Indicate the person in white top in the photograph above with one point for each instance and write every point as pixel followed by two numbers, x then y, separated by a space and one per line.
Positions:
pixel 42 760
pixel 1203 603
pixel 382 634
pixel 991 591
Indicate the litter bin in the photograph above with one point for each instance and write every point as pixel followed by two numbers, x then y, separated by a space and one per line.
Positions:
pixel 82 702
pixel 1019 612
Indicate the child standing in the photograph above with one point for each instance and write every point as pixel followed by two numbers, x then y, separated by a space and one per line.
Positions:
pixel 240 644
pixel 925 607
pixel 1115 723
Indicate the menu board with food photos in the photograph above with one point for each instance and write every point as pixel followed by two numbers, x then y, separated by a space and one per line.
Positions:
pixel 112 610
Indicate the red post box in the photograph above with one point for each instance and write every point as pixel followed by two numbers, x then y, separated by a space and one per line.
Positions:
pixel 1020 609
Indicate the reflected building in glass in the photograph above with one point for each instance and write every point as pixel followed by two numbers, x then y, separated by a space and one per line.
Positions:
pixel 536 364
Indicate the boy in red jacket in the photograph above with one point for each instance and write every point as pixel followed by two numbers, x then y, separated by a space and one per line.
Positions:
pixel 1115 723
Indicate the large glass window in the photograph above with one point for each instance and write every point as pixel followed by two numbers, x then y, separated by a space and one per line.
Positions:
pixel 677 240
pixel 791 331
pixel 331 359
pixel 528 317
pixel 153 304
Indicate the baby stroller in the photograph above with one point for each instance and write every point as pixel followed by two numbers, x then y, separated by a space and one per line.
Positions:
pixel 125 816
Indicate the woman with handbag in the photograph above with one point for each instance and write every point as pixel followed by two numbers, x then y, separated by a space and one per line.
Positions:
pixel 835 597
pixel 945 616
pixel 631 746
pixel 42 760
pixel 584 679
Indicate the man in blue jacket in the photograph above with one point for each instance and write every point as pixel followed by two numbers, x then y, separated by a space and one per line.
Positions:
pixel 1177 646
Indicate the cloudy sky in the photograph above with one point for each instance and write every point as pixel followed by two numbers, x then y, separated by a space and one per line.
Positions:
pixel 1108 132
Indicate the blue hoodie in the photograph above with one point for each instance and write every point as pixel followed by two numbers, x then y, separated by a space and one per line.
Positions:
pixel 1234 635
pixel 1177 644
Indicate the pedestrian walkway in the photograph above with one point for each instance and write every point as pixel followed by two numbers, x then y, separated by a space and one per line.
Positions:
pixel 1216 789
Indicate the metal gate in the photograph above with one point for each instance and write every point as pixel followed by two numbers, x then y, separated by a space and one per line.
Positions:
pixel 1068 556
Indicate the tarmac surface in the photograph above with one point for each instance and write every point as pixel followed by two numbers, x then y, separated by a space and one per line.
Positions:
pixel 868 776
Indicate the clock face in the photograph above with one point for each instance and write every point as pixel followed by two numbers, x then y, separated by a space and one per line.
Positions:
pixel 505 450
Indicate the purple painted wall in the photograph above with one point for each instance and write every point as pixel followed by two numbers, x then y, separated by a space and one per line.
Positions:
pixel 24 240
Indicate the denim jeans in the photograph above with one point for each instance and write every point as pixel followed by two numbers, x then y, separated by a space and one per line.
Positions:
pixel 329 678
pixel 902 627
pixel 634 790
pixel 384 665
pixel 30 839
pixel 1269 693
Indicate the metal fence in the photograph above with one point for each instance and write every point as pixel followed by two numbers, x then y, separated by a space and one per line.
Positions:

### REQUIREMENT
A complete, exact copy of the material above is the expected answer.

### RESULT OF THIS EXERCISE
Indicate the person in white top in the photograph above with one point for each instance and write every point as pixel followed by two numbers, x then y, separated by a space and one per line.
Positions:
pixel 42 760
pixel 1203 603
pixel 382 634
pixel 991 591
Indicate the litter bin in the photograph above with one point for each instance and write every point as pixel followed by two numbers, x then y, separated by a space and one per line.
Positions:
pixel 82 702
pixel 1019 612
Indicate the child standing in the photograph above with one point for each instance and write every point as pixel followed by two numbers, x then y, separated by a space and one per line.
Positions:
pixel 240 644
pixel 925 607
pixel 1115 723
Indicate the menu board with food photos in the photograph above with one point for each instance and write every point as pixel followed by two numbers, x then y, separated by a space and one per line.
Positions:
pixel 112 610
Indicate the red post box in the photograph above with one point for each instance and write every point as pixel followed by two numbers, x then y, separated by a space and one per line.
Positions:
pixel 1020 609
Indicate the reflected building in glass in the photograph above with one point for each instance and write every point as pixel followed by two numbers, x then y, separated by a space and one per line.
Positions:
pixel 536 364
Indicate the boy in red jacket in the photograph above with one point for each instance and write every point as pixel followed by two numbers, x then y, separated by a space and one per line.
Positions:
pixel 1115 723
Indicate the large glass window in the photograph above with one point for each instance and write every point as pixel followed by two numbers, x then y, separated by a space and one per line.
Positions:
pixel 677 240
pixel 791 331
pixel 331 359
pixel 528 317
pixel 153 304
Indicate the baby stroller in the photograph above with one point for each instance and write every point as pixel followed by two numbers, x then y, separated by a space and one per line.
Positions:
pixel 125 816
Indicate the woman with handbag in the photograph above with one point for each instance and write every point as pixel followed by two numbers, x then y, separated by a space and one per line.
Positions:
pixel 835 597
pixel 945 616
pixel 631 746
pixel 42 760
pixel 584 679
Indicate the man in blue jacket in the photograph above with one point for each instance and write every point as pixel followed by two numbers, x then y, separated by a space and one per line.
Positions:
pixel 1177 646
Indicate the cloudy sky in the photograph above with one point for each instance and write every point as pixel followed by two numbers, x then y, separated by a space and one per line.
Positions:
pixel 1108 132
Indicate the blue hoodie in the photograph above with one point for each instance and write every point as pixel followed by two numbers, x then y, separated by a space and one per line.
Positions:
pixel 1234 635
pixel 1177 644
Indicate the pedestrian walkway in the photograph above with one point for each instance and write every point as pixel followed by two numbers, x then y, separated by a space and one per line.
Positions:
pixel 1216 789
Indicate the metal gate in the photograph above with one point for each instance and write every point as pixel followed by two numbers, x then y, separated by a space and one per line.
Positions:
pixel 1068 556
Indicate the tarmac surface in the photograph above with one point for each instance and write every point as pixel followed by two numbers, x then y, separated by a space and one per line.
Positions:
pixel 868 776
Indicate the clock face in the photograph above with one point for each instance and write every point as pixel followed by two numbers, x then y, separated by a space and one per line.
Positions:
pixel 505 450
Indicate the purple painted wall in the photograph above with one point for each instance and write every point as pixel followed by two numbers, x then y, separated by a space and one per line.
Positions:
pixel 24 240
Indicate the denim jeans in the photograph above with one point for each instance and write every point as pixel followed by two numbers, x then y, separated by a space and one per line.
Positions:
pixel 329 678
pixel 902 627
pixel 634 790
pixel 384 665
pixel 30 839
pixel 1269 693
Indicate the metal fence in the photograph above with one point for each instance and write every point as pixel followed by two numbers, x then y, separated by a space and one per line.
Positions:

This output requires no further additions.